Write out the stretch that runs from the line containing "Check that every instance of the rear wheel" through the end of the lines, swapping "keypoint" for "marker" and changing nothing else. Leave the pictures out of your answer.

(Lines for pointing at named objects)
-=-=-

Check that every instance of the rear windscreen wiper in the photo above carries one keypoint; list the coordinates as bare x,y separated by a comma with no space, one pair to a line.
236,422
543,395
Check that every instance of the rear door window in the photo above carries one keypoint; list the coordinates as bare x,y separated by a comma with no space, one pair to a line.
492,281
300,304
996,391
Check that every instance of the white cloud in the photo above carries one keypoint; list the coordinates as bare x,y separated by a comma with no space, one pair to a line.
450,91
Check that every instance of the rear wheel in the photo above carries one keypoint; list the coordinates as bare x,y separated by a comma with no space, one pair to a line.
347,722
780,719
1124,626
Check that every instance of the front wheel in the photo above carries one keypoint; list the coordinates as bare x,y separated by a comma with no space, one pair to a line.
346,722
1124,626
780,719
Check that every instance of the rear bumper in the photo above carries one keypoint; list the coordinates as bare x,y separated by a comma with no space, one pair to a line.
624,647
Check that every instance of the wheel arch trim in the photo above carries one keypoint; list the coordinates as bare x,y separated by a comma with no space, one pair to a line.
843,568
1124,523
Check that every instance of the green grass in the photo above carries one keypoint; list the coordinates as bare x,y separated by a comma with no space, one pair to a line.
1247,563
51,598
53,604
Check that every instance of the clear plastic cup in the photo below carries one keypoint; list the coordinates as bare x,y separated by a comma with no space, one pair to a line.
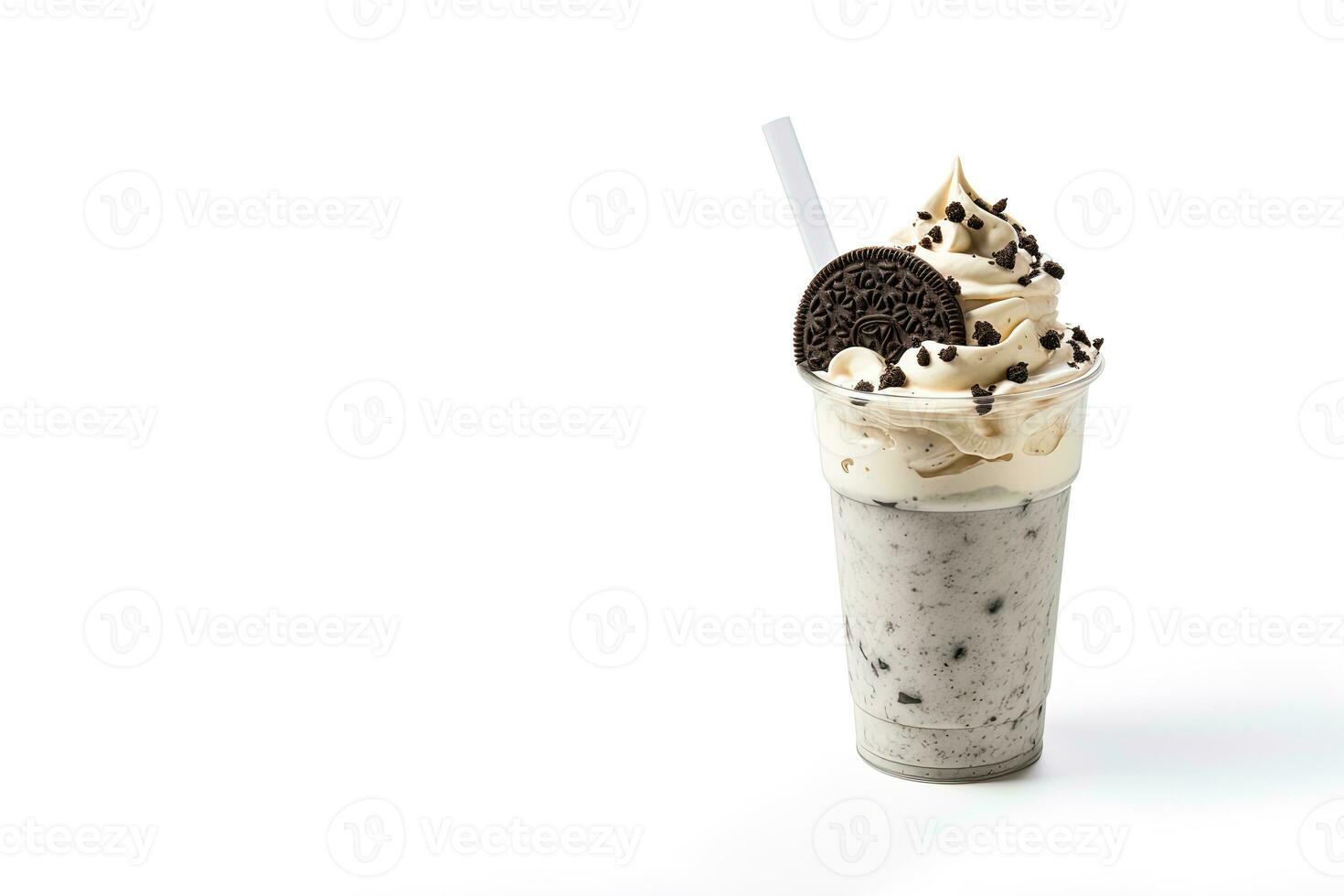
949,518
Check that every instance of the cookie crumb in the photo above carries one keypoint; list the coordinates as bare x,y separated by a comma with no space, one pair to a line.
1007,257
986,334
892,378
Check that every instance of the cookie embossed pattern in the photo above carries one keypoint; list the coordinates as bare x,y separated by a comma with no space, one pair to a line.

-=-=-

§ **REPLY**
Check that every instance of the rear wheel in the photo above carries one marker; list the coordinates as bare x,y separated by a comma with no space, one pair to a line.
347,722
780,719
1124,626
Check that every instance of the front wheel in the photo above carries one marker; list the coordinates as bare x,y separated by a comma with no space, one pair to a line.
346,722
1124,626
780,719
Check that every instance of the rear bumper in the photo above carries one marker; list the coordinates as bare x,y separated by a comma with no space, one pair to a line.
624,647
Check that every instance of the wheel arch trim in the photo above carries one marker; list the coordinates as bare x,y separated by a comma with no space, one pair to a line.
843,568
1124,523
Check that every instance of the green grass in the photo above carries one marker; list the coordinates as bare x,y separated by a comma with no space, one pair to a line.
1247,563
51,598
53,604
Check that every instance of the clear plastic cup in the photo below carries one marker; list the coordinates as bare x,y separated by a comma with no space, one pair to a line.
949,518
Check that every instance of the cookie crumb in the photo above carries one marker; list the coordinates as bare x,y separated by a comma with no space, one pair to a line.
1007,257
986,334
892,378
Check that every instance of the cookie embossed pattern in the photo above carries one marker; list the coordinates as bare x,y separated by a comma with no space, one pair to a line.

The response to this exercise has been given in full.